Under \(H_a\), we have \(Y_i = \beta_0 + \beta_1 x_{i1} + \beta_2 x_{i2}+\beta_3 x_{i3} + \beta_4 x_{i4}+ \epsilon_i\),\(i=1,...,189\). \(x_{i3}\) is 1 if ith mother is black and 0 otherwise. \(x_{i4}\) is 1 if ith mother is neither white nor black and 0 otherwise. Other letters are defined same as the model under \(H_0\).
For the F test, we are testing
\(H_0:\beta_3=\beta_4=0\) against \(H_a:\beta_3\neq 0\) or \(\beta_4\neq 0\)
(b). Interpret the results in anova(lm_gpa). Specifically, read the sample test statistic from R output, give the distribution of the model-generated test statistic under \(H_0\), and explain how the resulting p-value is calculated and interpreted.
Solution:
The sample test statistics \(f_{obs}=4.7799\). The model-generated test statistic F follows an F distribution of 2 numerator degree of freedom and 184 denominator degree of freedom under \(H_0\).

Task set:
1) Answer from the F-test text:
(a) What does \(x_{i3}\) equal when the ith mother is black?
(b) How many observations does the model under \(H_a\) index?
(c) What is the observed value of the sample test statistic?
2) Continue the F-test text from the point where it stops.
The rows after this point come from a separate source and are unrelated to the F-test text.

Data extract:
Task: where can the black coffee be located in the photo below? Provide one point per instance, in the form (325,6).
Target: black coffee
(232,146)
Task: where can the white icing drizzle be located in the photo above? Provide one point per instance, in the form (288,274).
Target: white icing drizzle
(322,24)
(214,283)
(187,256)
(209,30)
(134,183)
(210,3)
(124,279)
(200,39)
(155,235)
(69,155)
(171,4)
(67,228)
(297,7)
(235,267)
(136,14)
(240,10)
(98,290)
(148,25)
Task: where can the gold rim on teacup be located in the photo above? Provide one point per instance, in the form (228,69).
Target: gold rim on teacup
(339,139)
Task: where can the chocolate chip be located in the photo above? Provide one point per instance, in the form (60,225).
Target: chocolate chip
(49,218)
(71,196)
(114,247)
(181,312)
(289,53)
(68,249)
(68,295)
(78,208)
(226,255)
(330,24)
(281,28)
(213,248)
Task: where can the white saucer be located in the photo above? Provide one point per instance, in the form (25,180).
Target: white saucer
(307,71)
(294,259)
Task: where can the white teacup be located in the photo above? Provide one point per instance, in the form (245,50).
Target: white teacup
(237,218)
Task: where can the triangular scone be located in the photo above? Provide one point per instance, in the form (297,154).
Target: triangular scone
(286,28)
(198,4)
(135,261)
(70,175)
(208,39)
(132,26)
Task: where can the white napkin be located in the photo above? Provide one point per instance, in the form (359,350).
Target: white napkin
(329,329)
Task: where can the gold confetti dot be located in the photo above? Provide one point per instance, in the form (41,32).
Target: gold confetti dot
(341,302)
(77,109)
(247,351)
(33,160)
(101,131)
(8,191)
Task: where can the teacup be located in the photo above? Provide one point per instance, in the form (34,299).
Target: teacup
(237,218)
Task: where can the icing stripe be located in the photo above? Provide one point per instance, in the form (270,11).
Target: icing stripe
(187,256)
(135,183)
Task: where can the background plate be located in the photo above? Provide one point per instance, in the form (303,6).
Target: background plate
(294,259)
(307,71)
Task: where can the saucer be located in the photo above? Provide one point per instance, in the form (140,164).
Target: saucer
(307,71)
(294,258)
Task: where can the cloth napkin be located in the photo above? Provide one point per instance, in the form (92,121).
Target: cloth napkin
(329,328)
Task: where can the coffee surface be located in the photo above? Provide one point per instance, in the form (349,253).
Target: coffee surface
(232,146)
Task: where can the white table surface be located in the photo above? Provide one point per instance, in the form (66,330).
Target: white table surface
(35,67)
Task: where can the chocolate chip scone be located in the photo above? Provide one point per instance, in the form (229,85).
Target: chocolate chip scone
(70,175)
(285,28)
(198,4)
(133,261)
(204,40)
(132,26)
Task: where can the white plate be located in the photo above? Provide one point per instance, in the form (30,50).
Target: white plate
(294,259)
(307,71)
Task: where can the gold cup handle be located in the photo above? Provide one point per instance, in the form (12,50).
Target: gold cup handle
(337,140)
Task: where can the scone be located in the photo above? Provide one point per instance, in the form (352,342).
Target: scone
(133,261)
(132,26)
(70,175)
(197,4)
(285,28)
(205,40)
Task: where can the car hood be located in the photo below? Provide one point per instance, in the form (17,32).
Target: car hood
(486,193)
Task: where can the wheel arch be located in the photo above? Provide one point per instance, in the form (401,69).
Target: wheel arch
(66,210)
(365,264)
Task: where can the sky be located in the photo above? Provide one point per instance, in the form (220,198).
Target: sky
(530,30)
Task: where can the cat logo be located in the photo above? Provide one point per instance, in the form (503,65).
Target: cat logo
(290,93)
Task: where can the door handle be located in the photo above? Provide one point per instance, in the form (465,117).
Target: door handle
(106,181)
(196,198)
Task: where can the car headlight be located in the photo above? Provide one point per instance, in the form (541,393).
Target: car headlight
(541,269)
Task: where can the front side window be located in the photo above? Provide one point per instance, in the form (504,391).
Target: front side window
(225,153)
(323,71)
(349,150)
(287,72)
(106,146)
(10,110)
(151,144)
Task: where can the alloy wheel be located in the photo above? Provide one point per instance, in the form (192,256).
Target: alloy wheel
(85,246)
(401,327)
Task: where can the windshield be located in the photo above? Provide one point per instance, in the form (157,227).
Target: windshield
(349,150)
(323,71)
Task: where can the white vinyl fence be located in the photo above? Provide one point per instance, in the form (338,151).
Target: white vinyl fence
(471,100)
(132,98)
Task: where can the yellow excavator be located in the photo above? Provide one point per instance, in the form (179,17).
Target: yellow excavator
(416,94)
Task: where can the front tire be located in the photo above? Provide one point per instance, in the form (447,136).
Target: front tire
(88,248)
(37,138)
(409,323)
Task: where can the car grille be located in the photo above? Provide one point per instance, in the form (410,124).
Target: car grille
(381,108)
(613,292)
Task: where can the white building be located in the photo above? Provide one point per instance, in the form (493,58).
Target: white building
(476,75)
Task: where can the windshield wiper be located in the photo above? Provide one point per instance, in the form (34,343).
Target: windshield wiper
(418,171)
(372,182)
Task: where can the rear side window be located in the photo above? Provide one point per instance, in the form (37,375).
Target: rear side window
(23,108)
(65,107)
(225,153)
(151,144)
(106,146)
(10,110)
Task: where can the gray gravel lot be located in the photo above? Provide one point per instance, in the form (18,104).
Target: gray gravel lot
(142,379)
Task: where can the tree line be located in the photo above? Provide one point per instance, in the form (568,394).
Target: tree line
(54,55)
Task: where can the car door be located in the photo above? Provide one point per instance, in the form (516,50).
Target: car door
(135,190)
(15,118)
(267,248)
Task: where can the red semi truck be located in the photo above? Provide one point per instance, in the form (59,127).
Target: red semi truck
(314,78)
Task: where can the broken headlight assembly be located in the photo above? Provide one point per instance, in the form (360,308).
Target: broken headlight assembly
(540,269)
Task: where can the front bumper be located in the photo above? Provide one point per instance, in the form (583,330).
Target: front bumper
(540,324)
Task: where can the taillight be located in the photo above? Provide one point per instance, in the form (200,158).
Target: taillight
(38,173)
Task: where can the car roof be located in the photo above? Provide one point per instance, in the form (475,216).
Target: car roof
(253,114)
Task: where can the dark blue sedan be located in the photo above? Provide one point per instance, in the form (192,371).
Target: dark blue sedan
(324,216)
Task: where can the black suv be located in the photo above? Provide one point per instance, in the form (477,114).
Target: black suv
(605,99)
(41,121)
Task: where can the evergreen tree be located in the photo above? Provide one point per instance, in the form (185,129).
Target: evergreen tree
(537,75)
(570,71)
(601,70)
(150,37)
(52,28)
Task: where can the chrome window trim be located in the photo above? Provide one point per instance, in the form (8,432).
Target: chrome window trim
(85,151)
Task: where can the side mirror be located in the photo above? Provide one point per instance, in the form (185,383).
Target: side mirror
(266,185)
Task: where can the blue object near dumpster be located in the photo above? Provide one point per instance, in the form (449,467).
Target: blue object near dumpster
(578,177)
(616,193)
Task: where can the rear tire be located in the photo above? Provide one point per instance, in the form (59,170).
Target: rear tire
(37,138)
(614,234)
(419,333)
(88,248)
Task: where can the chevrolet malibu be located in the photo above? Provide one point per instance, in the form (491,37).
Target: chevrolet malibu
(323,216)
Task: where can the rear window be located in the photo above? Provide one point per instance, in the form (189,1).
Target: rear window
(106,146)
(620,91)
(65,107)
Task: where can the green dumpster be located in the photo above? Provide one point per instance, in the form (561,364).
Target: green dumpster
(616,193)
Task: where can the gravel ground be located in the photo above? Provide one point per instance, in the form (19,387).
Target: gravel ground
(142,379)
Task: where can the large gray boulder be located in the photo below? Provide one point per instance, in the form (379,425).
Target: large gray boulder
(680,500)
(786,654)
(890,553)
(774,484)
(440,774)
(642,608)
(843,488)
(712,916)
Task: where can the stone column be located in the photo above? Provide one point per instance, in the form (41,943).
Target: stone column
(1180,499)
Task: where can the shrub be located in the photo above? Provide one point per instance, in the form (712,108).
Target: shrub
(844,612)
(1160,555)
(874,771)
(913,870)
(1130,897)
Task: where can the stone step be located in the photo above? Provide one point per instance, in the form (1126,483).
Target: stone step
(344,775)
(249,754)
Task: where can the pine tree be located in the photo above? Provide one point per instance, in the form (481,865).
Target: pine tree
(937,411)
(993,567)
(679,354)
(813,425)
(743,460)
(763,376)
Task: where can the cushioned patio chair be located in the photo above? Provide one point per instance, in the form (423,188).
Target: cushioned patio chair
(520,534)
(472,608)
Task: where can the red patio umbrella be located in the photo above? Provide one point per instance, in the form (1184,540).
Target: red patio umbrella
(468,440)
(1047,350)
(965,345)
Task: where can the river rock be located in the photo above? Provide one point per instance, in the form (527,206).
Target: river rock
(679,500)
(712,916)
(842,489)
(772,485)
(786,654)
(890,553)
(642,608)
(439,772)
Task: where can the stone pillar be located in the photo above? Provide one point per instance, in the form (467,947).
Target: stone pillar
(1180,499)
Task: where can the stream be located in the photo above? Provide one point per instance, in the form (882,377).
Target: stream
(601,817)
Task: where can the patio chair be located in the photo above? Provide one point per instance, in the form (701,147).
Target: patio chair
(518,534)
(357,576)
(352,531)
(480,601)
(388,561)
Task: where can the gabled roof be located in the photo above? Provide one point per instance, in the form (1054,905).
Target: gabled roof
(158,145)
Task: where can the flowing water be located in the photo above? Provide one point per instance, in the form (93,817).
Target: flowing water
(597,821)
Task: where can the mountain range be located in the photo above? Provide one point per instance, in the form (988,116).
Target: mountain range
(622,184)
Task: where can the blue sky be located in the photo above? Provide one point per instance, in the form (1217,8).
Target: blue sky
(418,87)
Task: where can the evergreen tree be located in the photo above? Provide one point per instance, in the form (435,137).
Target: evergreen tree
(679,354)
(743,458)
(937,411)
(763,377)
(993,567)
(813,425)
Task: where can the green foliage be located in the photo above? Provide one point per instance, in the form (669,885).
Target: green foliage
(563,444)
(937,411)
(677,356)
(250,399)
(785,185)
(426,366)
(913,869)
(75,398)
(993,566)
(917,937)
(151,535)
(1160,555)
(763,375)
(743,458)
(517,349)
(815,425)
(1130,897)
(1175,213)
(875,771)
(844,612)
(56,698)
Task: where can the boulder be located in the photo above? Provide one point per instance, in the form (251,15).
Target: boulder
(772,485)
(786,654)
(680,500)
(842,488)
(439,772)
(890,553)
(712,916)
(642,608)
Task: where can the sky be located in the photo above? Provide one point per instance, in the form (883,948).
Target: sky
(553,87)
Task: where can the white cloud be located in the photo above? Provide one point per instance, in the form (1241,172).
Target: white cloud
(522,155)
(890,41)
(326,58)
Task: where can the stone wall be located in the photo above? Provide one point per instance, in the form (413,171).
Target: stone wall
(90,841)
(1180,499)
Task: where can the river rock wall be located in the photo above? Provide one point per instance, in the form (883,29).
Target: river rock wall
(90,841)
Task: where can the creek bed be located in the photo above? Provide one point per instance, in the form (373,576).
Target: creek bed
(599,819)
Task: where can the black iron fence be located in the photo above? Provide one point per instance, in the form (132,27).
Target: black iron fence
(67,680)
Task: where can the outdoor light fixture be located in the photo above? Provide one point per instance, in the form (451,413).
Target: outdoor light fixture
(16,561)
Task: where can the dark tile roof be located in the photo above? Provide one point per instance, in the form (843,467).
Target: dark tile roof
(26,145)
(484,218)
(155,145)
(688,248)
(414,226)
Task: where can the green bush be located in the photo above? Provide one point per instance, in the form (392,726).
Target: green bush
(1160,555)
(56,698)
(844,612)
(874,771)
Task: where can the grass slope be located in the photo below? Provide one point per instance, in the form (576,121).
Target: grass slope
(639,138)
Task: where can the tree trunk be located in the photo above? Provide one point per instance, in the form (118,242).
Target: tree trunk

Results by task:
1)
(a) It equals 1.
(b) 189 observations, \(i=1,...,189\).
(c) \(f_{obs}=4.7799\).

2)
Then p-value is calculated by \(\mathbb{P}(F>f_{obs})=0.009467<0.05\). Thus we will reject \(H_0\) at 0.05 level. Namely, mothers’ race has significant effect on birthweight of babies.
We still look at the birthwt data in Q3. Consider the model fitted at \(H_a\). Suppose we are interested in predicting the birthweight of a baby who has a 30-year-old white mother with weight 130.
Specify a row matrix \(\mathbf{x}^*\) so that \(y^*=\mathbf{x}^*\mathbf{b}\) gives the least square predictor. Use summary(lm_bw) from Q3 to find \(y^*\).
Solution:
\(\mathbf{x}^*=(1,130,30,0,0)\).
Thus \(y^*=2461.147+130*4.620+30*1.299=3100.717\)